● Exercise prompt: Reproduce word for word the lines between those holding "Query: office wall" and "pixel 230 189", inclusive, and nothing else from the data below.

● Records supplied:
###

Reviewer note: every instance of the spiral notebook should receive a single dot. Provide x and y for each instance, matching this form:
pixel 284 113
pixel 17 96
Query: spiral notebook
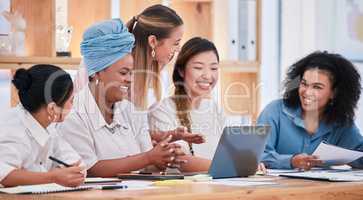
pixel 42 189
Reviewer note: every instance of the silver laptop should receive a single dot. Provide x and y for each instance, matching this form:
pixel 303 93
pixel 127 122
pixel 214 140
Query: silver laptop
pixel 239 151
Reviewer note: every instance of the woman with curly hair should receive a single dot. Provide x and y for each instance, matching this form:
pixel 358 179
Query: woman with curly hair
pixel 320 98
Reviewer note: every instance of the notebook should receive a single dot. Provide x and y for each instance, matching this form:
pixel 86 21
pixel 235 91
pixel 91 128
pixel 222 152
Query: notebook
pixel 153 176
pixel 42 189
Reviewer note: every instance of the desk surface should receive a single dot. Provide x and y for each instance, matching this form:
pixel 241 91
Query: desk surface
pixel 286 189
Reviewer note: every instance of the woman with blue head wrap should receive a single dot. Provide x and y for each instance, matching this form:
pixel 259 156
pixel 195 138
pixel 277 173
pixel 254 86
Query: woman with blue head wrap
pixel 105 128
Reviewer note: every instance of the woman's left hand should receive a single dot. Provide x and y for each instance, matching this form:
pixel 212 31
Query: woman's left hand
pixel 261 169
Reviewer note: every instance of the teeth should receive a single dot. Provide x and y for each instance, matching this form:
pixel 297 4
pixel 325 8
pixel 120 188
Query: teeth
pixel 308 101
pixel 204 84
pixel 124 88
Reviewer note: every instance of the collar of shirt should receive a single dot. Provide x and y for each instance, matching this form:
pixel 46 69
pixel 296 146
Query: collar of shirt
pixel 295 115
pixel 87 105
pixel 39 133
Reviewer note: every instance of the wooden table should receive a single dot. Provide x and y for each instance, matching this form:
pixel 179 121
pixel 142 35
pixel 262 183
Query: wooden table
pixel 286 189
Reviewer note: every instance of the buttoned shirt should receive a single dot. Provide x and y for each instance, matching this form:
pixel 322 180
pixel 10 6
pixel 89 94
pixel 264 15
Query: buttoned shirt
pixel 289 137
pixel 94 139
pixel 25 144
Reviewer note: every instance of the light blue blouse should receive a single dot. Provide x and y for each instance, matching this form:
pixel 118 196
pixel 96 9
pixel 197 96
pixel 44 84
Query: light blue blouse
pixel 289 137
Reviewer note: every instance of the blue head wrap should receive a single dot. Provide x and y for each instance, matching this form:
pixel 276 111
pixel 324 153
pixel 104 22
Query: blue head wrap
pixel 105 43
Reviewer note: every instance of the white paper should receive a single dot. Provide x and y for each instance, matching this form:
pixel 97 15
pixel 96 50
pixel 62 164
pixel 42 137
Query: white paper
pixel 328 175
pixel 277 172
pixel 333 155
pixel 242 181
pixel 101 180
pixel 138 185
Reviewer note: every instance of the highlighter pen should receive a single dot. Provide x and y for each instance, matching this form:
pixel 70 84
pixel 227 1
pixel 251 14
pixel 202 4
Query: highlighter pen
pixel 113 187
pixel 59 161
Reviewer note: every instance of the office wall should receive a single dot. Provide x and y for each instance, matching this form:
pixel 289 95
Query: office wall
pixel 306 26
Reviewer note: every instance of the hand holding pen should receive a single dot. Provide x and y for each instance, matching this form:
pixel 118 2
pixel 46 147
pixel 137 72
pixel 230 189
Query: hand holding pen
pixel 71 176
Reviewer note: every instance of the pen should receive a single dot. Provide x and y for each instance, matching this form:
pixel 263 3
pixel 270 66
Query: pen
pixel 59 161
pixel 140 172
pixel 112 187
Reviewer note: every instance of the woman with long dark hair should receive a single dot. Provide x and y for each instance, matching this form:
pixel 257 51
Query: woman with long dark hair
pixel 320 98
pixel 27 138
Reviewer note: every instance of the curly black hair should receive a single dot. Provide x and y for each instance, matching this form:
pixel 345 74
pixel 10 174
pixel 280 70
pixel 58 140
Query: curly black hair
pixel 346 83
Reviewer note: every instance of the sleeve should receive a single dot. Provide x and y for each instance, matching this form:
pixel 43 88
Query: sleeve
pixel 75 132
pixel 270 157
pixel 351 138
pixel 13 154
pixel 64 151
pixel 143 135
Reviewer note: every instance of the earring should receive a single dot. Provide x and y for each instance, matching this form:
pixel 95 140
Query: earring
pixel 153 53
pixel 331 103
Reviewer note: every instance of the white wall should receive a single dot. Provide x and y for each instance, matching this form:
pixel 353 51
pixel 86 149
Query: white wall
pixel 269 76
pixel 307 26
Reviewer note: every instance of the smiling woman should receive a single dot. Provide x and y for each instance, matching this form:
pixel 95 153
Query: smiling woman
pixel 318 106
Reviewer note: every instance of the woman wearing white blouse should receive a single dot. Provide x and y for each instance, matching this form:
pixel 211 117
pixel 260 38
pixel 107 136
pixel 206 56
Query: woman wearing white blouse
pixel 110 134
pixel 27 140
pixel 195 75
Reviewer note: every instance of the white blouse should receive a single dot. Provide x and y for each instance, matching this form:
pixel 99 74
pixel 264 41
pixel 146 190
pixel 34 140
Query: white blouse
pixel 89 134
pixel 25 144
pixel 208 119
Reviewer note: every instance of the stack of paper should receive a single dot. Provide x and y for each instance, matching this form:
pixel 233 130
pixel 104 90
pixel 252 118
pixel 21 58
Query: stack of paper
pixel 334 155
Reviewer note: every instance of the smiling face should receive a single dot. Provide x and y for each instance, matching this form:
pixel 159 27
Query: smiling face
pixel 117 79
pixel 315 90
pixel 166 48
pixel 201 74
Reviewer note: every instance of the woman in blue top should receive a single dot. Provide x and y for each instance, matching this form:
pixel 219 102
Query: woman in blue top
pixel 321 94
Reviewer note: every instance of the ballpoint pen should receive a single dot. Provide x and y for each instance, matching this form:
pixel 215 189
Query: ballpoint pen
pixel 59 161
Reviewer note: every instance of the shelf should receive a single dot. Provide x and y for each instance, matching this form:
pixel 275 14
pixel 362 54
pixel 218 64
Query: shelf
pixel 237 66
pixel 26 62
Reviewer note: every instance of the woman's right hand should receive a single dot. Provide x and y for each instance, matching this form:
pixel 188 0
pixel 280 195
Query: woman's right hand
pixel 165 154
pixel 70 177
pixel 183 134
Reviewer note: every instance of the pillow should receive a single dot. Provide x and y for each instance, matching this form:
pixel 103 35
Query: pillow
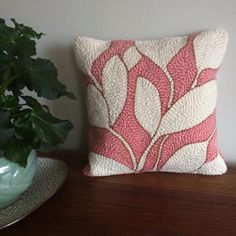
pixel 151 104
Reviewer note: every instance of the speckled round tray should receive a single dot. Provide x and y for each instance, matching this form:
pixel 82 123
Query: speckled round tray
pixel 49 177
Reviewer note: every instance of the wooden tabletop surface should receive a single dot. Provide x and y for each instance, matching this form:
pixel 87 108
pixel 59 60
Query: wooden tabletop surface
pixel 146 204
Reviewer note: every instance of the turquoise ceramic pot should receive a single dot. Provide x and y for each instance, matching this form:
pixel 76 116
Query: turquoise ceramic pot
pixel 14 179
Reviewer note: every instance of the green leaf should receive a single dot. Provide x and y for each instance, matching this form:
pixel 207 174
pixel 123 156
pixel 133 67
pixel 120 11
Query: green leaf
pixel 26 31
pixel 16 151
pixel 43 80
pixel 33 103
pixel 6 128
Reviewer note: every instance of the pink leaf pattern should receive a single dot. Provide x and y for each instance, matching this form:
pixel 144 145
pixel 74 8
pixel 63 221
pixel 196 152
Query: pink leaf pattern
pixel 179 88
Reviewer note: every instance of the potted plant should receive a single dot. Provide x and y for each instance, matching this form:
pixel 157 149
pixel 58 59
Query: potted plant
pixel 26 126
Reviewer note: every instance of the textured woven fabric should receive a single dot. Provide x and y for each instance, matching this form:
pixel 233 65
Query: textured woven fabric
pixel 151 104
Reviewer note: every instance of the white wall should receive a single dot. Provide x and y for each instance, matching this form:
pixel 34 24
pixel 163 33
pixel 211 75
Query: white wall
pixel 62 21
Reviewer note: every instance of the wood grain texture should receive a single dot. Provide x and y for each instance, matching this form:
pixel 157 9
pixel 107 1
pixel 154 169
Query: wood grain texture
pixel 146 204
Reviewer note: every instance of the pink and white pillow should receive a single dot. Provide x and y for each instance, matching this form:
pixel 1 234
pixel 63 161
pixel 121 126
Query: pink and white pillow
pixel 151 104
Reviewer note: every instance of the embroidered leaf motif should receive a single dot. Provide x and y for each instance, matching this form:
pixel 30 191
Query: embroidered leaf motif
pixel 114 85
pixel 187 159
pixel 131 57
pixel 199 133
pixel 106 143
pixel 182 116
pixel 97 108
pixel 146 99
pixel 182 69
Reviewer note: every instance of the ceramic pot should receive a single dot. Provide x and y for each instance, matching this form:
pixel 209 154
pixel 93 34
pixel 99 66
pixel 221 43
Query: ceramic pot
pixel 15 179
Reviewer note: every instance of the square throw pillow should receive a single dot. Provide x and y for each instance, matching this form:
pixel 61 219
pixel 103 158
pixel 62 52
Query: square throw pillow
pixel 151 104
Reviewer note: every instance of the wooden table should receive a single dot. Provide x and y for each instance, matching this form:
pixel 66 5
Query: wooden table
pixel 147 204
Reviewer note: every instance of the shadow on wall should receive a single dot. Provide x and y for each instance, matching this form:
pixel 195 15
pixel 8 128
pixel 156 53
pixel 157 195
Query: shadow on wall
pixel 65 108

###

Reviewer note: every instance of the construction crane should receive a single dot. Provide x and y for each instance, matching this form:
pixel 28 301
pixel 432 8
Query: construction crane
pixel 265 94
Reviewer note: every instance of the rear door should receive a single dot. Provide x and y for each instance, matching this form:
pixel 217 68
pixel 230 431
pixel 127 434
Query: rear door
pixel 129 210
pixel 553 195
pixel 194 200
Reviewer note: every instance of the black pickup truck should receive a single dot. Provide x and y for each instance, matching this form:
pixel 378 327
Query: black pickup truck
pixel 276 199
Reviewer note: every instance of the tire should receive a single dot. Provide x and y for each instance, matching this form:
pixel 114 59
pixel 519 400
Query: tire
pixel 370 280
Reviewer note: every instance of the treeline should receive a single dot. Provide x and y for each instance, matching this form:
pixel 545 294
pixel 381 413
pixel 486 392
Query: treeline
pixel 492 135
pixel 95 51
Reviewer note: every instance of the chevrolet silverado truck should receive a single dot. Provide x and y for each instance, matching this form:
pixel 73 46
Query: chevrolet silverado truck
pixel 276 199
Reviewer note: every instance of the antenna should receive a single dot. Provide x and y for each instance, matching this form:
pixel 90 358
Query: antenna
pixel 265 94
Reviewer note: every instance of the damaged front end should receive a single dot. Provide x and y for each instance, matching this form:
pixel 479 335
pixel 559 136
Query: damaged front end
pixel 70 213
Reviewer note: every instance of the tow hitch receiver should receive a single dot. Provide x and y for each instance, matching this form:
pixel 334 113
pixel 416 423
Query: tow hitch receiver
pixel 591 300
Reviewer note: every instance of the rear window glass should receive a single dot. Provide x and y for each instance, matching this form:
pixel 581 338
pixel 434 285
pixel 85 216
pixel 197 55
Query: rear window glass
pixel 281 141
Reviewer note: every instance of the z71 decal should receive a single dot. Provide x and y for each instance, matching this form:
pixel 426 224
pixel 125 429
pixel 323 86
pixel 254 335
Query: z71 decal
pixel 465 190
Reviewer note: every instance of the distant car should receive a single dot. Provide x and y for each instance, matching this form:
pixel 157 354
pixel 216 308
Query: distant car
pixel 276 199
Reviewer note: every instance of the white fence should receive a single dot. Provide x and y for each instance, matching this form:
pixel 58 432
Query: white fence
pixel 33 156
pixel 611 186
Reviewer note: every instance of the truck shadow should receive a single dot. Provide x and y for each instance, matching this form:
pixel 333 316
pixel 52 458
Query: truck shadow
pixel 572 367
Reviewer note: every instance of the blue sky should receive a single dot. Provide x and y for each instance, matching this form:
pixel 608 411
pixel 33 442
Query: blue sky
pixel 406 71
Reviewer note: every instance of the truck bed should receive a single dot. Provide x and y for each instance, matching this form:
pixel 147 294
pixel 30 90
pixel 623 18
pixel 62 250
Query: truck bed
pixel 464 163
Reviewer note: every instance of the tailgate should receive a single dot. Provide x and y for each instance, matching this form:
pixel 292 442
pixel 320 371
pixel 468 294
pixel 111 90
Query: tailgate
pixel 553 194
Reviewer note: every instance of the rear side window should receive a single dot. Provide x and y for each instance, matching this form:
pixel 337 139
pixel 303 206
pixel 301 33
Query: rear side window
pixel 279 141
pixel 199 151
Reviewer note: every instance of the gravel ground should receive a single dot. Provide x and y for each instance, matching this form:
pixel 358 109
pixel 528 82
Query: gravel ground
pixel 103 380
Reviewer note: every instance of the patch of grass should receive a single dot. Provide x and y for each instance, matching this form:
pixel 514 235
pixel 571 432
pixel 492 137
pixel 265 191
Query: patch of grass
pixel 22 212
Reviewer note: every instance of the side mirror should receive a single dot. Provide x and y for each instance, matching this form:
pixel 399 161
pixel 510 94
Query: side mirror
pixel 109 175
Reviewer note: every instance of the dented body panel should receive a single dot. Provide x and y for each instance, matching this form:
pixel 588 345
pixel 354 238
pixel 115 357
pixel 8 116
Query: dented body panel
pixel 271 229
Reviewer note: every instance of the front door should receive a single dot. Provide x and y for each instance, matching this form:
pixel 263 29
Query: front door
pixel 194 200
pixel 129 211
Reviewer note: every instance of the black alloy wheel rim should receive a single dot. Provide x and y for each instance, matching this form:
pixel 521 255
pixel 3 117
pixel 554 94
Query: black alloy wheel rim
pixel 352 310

###

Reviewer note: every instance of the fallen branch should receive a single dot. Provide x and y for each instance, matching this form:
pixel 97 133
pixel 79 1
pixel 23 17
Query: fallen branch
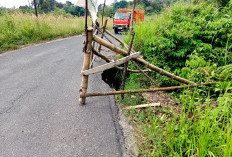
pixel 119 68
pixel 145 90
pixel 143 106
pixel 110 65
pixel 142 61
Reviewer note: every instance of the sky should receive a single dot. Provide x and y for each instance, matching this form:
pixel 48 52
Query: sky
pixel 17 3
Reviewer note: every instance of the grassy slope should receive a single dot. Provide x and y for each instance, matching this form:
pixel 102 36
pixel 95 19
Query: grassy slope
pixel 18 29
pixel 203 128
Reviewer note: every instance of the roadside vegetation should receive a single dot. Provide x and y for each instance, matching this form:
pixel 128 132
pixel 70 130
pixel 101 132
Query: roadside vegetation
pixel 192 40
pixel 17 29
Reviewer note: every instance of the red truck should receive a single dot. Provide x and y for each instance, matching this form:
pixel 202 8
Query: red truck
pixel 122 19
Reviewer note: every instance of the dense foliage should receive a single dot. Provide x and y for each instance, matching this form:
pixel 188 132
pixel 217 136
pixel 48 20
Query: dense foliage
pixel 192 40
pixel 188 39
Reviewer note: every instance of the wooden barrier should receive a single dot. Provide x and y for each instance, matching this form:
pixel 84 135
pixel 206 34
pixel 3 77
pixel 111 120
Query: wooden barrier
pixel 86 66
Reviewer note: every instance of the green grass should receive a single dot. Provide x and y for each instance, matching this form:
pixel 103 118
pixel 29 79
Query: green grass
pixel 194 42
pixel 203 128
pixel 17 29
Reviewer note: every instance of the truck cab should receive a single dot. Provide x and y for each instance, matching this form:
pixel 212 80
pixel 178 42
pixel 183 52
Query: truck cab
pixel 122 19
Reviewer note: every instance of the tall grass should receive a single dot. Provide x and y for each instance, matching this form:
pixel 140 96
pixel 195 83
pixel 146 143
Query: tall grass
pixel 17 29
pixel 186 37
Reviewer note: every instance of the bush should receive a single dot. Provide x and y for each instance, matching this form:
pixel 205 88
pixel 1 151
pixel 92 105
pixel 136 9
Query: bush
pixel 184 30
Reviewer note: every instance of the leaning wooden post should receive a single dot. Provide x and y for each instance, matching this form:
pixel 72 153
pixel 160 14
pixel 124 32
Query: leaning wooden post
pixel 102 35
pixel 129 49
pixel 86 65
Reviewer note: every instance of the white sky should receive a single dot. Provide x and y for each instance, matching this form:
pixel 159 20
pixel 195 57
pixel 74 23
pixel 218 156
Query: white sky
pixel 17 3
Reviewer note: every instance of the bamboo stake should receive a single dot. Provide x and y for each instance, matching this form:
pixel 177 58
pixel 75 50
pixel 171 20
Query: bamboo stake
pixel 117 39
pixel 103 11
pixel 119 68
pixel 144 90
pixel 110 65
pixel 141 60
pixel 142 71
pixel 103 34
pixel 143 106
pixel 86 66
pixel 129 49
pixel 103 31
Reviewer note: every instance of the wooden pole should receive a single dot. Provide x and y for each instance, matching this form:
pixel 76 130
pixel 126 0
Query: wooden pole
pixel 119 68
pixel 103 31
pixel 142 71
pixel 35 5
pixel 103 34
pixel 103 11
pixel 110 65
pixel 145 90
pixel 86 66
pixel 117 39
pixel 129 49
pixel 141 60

###

● Answer section:
Query: office wall
pixel 306 26
Reviewer note: every instance of the hand holding pen should receive a single dot. Provide x and y for each instance, matching this form:
pixel 118 2
pixel 46 147
pixel 137 72
pixel 230 189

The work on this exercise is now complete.